## Start DATA EXTRACT

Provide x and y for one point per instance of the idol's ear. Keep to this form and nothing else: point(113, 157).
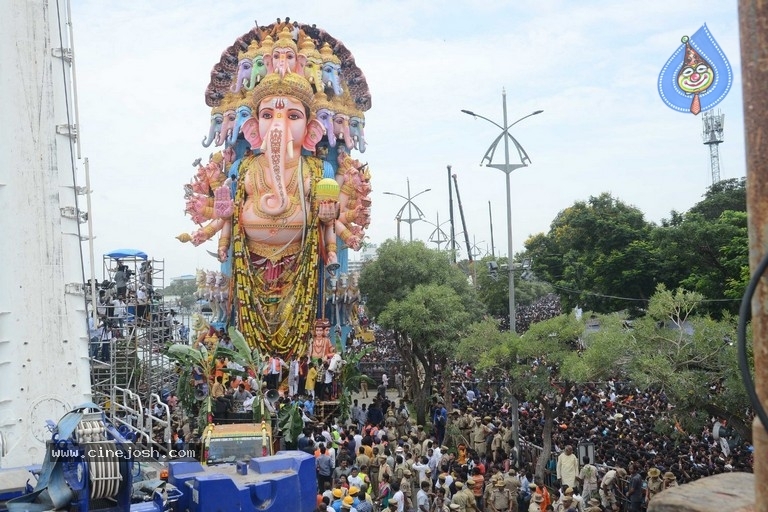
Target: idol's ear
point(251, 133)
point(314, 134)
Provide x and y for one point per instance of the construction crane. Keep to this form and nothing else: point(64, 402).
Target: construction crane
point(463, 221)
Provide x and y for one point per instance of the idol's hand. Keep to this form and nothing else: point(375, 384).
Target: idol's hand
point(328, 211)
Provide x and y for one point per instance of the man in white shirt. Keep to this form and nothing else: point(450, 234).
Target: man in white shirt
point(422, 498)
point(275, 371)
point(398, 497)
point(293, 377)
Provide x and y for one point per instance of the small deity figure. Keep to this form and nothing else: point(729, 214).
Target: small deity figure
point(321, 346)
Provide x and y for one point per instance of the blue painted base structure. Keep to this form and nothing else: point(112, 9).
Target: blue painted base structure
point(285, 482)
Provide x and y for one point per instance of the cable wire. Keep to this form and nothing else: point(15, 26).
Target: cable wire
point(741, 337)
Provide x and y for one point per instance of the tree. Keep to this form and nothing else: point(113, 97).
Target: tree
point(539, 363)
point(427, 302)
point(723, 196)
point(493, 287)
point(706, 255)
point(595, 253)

## End DATA EXTRACT

Arrange every line of the rows above as a Markdown table with the columns Number and Content, numbering each line and skipping blank lines. Leave the pictures out of the table.

| Number | Content |
|---|---|
| 1 | Provide x and y for one point per instance of the idol's ear. Keep to this form and nothing else: point(113, 157). |
| 2 | Target: idol's ear |
| 3 | point(251, 133) |
| 4 | point(314, 134) |
| 5 | Provide x and y for one point per instance of the construction crane. Keep to this form and nothing else: point(64, 402). |
| 6 | Target: construction crane |
| 7 | point(463, 221) |
| 8 | Provide x and y for one point per instance of the idol's hand. Keep to this form and nothing else: point(375, 384). |
| 9 | Target: idol's hand |
| 10 | point(328, 211) |
| 11 | Provide x and y for one point per instance of the man in white shirt. Keep to this form and nothing else: point(450, 234). |
| 12 | Target: man in white shirt |
| 13 | point(422, 498) |
| 14 | point(275, 371) |
| 15 | point(398, 497) |
| 16 | point(293, 377) |
| 17 | Provide x and y for one point per instance of the small deity figure. Keep to this form and nothing else: point(729, 214). |
| 18 | Target: small deity figure |
| 19 | point(321, 346) |
| 20 | Provide x and y for one point per instance of the blue painted base structure. Keep to this form and nothing else: point(112, 9). |
| 21 | Target: blue painted base structure |
| 22 | point(285, 482) |
| 23 | Provide x and y for one point per instance of the cable wire. Keep to this form and nothing else: point(15, 26). |
| 24 | Target: cable wire |
| 25 | point(741, 337) |
| 26 | Provide x and y for one point per instance of the tree. Keep to this form and nothing else: point(113, 97). |
| 27 | Target: tree |
| 28 | point(539, 363) |
| 29 | point(427, 302) |
| 30 | point(723, 196) |
| 31 | point(493, 287) |
| 32 | point(706, 255) |
| 33 | point(595, 253) |